Exercise ▸ An exact copy of all the data is needed, with every picture left out.
━━━━━━
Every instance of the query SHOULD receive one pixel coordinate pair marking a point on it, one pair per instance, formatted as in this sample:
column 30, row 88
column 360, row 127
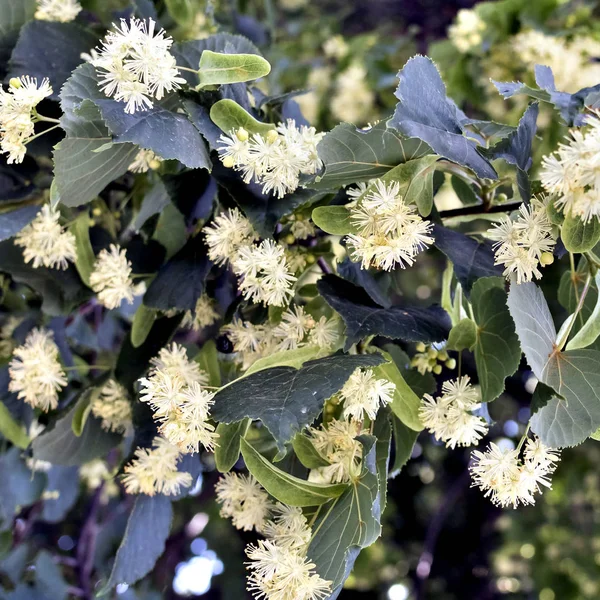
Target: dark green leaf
column 12, row 222
column 50, row 49
column 472, row 259
column 287, row 399
column 11, row 430
column 168, row 134
column 285, row 487
column 463, row 335
column 578, row 236
column 227, row 451
column 147, row 530
column 426, row 113
column 180, row 282
column 364, row 318
column 497, row 350
column 350, row 155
━━━━━━
Solved problem ▸
Every instance of the query SHOULD receive one pixel coordinate pair marking a point on it, one pair per instance, formatted as in this sample:
column 30, row 88
column 360, row 127
Target: dark green leaf
column 12, row 222
column 50, row 49
column 472, row 259
column 287, row 399
column 11, row 430
column 168, row 134
column 285, row 487
column 463, row 335
column 578, row 236
column 227, row 451
column 147, row 530
column 426, row 113
column 180, row 282
column 364, row 318
column 497, row 350
column 350, row 155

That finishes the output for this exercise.